CONSIGNE:
Répondez aux questions suivantes en vous appuyant sur l'entretien ci-dessous.
(a) Au sein de quel comité partage-t-on pleinement cette option ?
(b) À quel auteur Louis Boutrin dit-il qu'on pourrait se référer au sujet de la dignité ?
(c) Quelles deux notions Louis Boutrin juge-t-il inséparables ?

En tout cas, au sein du comité Objectif 74, nous partageons pleinement cette option. Nous nous sommes donc organisés pour expliquer et défendre ce point de vue, compte tenu des enjeux pour le pays. Nos concitoyens doivent être informés des tenants et aboutissants de cette réforme institutionnelle que nous préconisons. Et, contrairement à une idée reçue, les acteurs économiques etceux de la société civile ne sont pas tous positionnés sur l’art. 73. Notre conférence de presse était l’occasion de préciser tout cela.

 

ANTILLA : Vous mettez en avant la notion de la dignité, au 21° où les jeux sont faits partout dans le monde, quelle est, à votre avis, la bonne définition de la dignité ?

Louis Boutrin : La dignité est consubstantielle à la nature humaine, il serait donc surprenant d’aborder cette notion en faisant référence à un lieu ou à un siècle. Je ne sais pas par ailleurs,  s’il existe une ‘‘bonne définition’’ de la dignité même si on pourrait se référer à Camus qui disait que « la seule dignité de l’homme c’est la révolte tenace contre sa condition ».Pour le Martiniquais que je suis, la dignité c’est le devoir moral d’agir librement dans mon pays et cette liberté ne peut s’exercer si nous sommes privés de toute responsabilité. Dignité et Responsabilité me semblent donc inséparables et demeurent au cœur même du débat sur la question institutionnelle.

ENTRÉES DE DONNÉES:

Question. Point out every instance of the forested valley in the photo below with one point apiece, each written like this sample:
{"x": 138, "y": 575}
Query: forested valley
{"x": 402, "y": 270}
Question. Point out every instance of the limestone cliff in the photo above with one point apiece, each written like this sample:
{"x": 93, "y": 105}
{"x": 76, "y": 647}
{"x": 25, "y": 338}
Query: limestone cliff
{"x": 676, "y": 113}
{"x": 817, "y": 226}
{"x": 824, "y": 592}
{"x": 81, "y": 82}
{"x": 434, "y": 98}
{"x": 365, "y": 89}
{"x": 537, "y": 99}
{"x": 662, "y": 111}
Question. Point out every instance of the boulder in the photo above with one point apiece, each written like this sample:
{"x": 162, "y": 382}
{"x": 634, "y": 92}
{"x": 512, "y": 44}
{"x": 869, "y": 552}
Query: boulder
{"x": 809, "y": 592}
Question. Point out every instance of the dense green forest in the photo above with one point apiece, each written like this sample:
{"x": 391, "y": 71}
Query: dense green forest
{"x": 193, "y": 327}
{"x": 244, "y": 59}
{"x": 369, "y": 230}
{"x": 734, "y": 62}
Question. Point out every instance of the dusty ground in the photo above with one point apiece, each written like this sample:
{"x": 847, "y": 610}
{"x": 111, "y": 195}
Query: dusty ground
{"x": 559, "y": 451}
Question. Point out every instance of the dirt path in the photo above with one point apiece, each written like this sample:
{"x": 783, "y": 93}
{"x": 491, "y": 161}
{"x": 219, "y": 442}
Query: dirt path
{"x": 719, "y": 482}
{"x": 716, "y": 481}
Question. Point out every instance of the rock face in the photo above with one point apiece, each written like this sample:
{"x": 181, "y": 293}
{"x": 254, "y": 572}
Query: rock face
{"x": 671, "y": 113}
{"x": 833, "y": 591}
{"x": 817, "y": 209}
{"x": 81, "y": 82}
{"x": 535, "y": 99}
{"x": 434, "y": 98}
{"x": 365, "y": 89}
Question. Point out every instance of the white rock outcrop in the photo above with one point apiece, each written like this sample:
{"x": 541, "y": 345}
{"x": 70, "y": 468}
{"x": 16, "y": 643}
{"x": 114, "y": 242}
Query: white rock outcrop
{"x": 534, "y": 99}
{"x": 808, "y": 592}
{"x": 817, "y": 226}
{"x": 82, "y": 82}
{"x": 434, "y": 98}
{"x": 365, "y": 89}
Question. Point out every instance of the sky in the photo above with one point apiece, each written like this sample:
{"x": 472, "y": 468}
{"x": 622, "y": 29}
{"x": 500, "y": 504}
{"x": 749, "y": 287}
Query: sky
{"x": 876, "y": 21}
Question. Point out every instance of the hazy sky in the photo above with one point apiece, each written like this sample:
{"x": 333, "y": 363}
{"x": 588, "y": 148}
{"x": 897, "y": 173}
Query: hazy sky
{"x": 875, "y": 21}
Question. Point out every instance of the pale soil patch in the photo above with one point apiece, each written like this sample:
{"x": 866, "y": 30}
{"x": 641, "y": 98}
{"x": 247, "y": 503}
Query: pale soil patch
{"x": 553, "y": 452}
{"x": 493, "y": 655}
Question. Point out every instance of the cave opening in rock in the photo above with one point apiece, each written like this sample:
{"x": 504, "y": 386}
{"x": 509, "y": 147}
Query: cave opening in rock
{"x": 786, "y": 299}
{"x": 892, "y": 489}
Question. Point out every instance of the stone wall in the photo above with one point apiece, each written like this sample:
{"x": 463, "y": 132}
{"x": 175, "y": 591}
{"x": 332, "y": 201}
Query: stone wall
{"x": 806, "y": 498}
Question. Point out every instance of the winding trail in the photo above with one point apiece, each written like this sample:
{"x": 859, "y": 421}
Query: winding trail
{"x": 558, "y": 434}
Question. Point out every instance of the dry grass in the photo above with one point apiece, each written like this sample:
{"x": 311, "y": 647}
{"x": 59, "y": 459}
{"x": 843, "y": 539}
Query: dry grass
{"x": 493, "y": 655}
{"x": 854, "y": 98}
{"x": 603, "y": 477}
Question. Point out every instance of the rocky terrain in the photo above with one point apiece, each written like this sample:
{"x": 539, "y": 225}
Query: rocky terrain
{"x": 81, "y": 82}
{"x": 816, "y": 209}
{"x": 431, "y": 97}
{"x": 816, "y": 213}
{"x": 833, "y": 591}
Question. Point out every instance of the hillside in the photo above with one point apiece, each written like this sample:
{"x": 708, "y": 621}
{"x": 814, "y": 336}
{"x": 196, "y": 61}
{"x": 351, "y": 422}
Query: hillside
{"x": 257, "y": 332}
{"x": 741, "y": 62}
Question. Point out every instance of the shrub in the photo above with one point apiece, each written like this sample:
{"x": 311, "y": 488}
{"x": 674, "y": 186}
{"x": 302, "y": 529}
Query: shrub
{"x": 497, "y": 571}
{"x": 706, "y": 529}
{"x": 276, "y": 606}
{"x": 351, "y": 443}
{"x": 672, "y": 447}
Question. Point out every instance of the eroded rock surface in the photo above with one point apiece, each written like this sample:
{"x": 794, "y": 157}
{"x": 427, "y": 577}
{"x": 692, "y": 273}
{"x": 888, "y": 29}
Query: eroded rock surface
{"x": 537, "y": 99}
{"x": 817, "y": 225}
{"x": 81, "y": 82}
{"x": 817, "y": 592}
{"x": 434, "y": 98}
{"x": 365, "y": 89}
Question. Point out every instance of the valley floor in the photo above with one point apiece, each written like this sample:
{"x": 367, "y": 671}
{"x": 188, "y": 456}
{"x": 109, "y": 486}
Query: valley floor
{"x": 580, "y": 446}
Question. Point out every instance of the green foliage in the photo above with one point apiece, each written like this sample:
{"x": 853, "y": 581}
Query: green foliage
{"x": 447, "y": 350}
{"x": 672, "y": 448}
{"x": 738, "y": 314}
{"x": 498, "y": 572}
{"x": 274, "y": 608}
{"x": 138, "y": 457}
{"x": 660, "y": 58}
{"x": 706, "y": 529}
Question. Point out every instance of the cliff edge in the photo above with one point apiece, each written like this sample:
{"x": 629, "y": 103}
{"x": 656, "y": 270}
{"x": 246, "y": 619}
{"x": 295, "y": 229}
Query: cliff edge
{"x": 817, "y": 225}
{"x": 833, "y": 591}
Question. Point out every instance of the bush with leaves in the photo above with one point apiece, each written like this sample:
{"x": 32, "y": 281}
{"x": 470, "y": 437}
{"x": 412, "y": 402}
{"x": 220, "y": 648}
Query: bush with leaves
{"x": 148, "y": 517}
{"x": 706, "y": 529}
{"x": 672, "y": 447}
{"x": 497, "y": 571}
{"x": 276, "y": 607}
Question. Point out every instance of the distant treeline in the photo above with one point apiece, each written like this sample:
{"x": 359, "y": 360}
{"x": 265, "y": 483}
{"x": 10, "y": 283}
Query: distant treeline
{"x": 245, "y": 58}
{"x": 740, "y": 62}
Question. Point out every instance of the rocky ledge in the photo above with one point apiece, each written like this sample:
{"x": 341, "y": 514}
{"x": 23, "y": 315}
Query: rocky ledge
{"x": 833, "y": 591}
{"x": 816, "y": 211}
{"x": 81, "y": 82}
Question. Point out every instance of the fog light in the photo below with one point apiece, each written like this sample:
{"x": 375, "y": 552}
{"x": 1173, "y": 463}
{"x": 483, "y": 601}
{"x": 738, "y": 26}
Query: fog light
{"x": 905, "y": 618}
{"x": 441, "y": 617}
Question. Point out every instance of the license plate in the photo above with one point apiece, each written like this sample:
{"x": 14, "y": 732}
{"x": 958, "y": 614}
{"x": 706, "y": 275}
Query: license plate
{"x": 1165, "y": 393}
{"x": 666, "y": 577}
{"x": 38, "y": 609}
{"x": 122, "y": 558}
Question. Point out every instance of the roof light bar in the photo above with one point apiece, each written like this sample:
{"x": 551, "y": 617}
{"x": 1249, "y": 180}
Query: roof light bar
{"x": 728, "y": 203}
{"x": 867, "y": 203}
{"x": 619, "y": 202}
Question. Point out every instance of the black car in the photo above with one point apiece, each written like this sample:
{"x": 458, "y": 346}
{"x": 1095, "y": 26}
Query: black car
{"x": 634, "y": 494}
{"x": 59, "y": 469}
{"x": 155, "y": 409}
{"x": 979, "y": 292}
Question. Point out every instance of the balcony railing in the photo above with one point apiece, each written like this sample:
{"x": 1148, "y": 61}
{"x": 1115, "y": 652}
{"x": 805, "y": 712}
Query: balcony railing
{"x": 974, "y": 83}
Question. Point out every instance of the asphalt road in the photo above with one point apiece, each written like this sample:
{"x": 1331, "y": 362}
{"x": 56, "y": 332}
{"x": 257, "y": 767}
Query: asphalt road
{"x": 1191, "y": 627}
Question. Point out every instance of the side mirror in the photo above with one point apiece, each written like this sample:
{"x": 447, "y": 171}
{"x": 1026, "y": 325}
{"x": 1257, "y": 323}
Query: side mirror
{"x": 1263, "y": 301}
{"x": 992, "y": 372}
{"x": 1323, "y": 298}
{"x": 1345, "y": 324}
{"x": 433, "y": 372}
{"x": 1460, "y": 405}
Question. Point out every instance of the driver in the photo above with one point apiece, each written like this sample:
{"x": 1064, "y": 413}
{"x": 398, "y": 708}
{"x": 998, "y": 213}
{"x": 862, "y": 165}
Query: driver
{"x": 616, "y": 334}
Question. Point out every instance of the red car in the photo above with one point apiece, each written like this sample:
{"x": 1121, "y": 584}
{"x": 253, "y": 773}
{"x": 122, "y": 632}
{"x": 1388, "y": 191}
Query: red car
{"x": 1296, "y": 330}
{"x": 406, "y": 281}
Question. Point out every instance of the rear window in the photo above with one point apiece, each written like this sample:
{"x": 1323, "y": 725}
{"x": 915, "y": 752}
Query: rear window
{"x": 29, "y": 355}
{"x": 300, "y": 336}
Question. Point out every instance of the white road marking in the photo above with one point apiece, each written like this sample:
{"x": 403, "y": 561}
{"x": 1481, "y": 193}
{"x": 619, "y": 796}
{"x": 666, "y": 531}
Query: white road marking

RÉPONSE ATTENDUE:
(a) Le comité Objectif 74.
(b) Camus.
(c) La dignité et la responsabilité.